### REQUIREMENT
All entries must be extracted exactly, with nothing added or dropped.

### RECORDS FOR THIS TASK
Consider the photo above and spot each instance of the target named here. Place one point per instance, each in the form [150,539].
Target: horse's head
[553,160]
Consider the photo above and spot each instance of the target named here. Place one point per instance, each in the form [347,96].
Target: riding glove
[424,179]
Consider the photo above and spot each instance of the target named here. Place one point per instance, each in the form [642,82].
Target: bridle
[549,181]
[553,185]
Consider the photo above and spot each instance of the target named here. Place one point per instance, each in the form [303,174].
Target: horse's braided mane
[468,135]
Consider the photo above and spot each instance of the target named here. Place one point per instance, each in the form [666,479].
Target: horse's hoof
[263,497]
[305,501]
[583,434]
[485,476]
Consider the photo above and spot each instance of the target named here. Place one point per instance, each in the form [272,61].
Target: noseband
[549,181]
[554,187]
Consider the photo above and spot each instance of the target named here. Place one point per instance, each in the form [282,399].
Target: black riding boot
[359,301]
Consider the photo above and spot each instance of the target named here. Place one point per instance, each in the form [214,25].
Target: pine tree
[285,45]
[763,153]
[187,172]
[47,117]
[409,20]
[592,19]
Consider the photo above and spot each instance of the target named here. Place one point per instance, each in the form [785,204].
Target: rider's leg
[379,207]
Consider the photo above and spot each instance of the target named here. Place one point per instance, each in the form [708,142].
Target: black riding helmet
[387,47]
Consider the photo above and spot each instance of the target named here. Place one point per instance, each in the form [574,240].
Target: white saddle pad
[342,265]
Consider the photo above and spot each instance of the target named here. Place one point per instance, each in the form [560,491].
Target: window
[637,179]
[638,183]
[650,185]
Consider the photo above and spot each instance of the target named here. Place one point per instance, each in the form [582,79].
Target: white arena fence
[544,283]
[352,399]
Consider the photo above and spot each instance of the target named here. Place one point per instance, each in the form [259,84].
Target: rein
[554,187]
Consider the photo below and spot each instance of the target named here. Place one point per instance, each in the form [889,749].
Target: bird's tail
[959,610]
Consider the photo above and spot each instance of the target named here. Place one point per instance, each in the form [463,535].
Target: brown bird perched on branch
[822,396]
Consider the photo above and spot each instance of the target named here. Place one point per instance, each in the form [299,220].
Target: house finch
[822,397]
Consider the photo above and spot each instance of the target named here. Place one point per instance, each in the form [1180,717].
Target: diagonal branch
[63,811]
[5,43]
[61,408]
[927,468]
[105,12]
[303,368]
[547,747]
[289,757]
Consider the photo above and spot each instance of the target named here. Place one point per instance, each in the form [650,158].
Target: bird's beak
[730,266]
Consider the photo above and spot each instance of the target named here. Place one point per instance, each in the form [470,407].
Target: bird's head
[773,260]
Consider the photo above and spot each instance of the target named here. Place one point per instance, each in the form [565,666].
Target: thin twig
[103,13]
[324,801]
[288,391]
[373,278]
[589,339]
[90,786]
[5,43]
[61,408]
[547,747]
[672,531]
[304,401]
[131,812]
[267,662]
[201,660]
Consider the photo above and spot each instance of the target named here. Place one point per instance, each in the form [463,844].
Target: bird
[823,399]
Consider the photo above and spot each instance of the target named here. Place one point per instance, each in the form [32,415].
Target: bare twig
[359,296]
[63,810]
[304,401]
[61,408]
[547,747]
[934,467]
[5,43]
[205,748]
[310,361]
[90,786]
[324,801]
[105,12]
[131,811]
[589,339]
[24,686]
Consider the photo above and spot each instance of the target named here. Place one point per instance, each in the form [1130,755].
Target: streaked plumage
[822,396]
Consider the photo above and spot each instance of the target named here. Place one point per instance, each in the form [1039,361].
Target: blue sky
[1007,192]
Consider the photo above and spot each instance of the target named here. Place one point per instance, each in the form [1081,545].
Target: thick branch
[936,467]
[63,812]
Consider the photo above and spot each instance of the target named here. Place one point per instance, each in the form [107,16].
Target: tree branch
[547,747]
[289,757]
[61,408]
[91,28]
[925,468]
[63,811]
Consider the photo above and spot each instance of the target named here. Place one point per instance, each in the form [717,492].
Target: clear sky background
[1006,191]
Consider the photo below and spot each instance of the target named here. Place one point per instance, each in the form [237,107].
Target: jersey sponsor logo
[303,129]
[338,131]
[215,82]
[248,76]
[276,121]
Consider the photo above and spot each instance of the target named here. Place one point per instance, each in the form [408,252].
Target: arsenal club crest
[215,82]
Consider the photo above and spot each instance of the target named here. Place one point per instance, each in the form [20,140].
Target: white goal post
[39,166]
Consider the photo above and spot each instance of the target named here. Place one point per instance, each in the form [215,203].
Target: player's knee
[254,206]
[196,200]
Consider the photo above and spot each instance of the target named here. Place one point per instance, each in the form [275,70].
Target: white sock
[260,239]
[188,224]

### SOLUTION FOR THIS EXERCISE
Consider the photo above and spot each instance of the target named here. Place one point per instance, each in the form [150,539].
Target: horse's head
[553,160]
Consider the photo above and spot each instance of the target named here. Place one point per instance, each in the form [347,96].
Target: riding glove
[424,179]
Consider the photo above and spot each instance of the target named here. Place one point per instance, each in the form [642,82].
Target: bridle
[549,181]
[553,185]
Consider the photo above and spot each instance of the target named here. Place one point per instance, each in the form [303,174].
Target: horse's braided mane
[468,135]
Consider the photo above and spot each instance of the target named here. Place one point per instance, each in the form [666,479].
Target: horse's hoof
[263,497]
[305,501]
[583,434]
[485,476]
Consider the photo above and spot each instance of the target named here. Place one point per instance, each in the form [272,61].
Target: noseband
[549,181]
[554,187]
Consider the photo above and spot each instance of the target named here. Place one point per instance, each in the form [282,399].
Target: black riding boot
[359,301]
Consider the photo above and spot each instance of the target named here. Place one point per instance, each in the form [214,25].
Target: pine tree
[285,45]
[763,153]
[187,172]
[47,117]
[409,20]
[592,19]
Consider the photo above and spot each instance of the target named here. Place one point per instance, each in the form [785,204].
Target: rider's leg
[379,207]
Consider the photo above and spot each instance of the target named here. Place one point per instance, each in the form [708,142].
Target: black riding helmet
[387,47]
Consider the photo above and spot each instance of the target named here. Place one point per instance, each in the form [574,240].
Target: white saddle pad
[342,265]
Consider the photo above and spot each instance of the target named here. Place one point per instance, each in the form [560,491].
Target: window
[637,179]
[638,183]
[650,185]
Consider the photo above and spot each instance of the target named here. Place one point per instance, each in the form [582,79].
Target: white arena fence
[544,283]
[352,399]
Consider the photo above and spot each instance of the target named here. Place one point per instance, each in the form [259,84].
Target: rein
[554,187]
Consider the photo below and spot each instance of the target named here. Place one point per instance, each in the form [889,749].
Target: bird's tail
[959,610]
Consider the photo above and spot each instance of the target named here. Place one point per instance, each in the form [463,535].
Target: brown bird perched on branch
[822,396]
Consider the photo above and spot each instance of the target named here. Place one point per instance, each in the form [299,220].
Target: house finch
[822,397]
Consider the photo above and spot each instance of the target named here. Place one point per instance, each in the form [1180,717].
Target: diagonal branch
[63,811]
[5,43]
[61,408]
[927,468]
[105,12]
[303,368]
[547,747]
[289,757]
Consider the photo above and spot each instance of the target named here. Place one point per instance, each in the form [650,158].
Target: bird's beak
[730,266]
Consider the photo above and spot each instance of the target named here. Place one point per instance, each in the form [470,407].
Target: bird's head
[773,260]
Consider the photo above and spot each instance of the target named here. Place one point per instance, each in the form [565,666].
Target: thin twig
[103,13]
[324,801]
[288,391]
[373,278]
[589,339]
[90,786]
[5,43]
[61,408]
[547,747]
[672,531]
[304,401]
[131,812]
[267,662]
[201,660]
Consider the photo above and spot each instance of the target named here. Place one point per instance, each in the form [463,844].
Target: bird
[823,399]
Consider the photo above and spot each instance of the target named here. Place one point per instance, each in the form [32,415].
Target: bare twig
[359,296]
[63,810]
[304,401]
[61,408]
[547,747]
[934,467]
[5,43]
[205,748]
[310,361]
[90,786]
[324,801]
[105,12]
[131,811]
[589,339]
[24,686]
Consider the photo above and spot each instance of the target named here. Place one point per instance, each in the form [1130,755].
Target: streaked plumage
[822,396]
Consider the photo above and spot each instance of the target named here. Place one point per instance, each in the form [1039,361].
Target: blue sky
[1007,192]
Consider the photo above and spot each instance of the target named here. Place one point per instance, each in the form [1081,545].
Target: thick branch
[936,467]
[63,812]
Consider the photo above and spot each instance of the target named here. Place one point per instance, each in the form [107,16].
Target: tree branch
[547,747]
[289,757]
[61,408]
[91,28]
[925,468]
[63,811]
Consider the photo above and spot each instance of the target named here. Place one point per instance, each in the form [717,492].
Target: clear sky background
[1006,191]
Consider the photo below and spot each instance of the target named here. Place one point per instance, each in the form [237,107].
Target: jersey sponsor logo
[303,129]
[338,131]
[215,82]
[248,76]
[276,121]
Consider the photo above and spot each instance of the target named here. Place one point per instance, each in the form [408,252].
Target: arsenal club crest
[215,82]
Consider the photo above and spot each instance of the target named here. Place one point per instance, each in the form [20,140].
Target: white goal post
[39,166]
Consider the photo above and spot each instance of the target named here. Place one point per instance, each in the form [215,203].
Target: player's knee
[254,206]
[196,200]
Consider the photo above and spot each instance of the target named here. Place one point per instance, each in the form [275,70].
Target: white sock
[260,239]
[188,224]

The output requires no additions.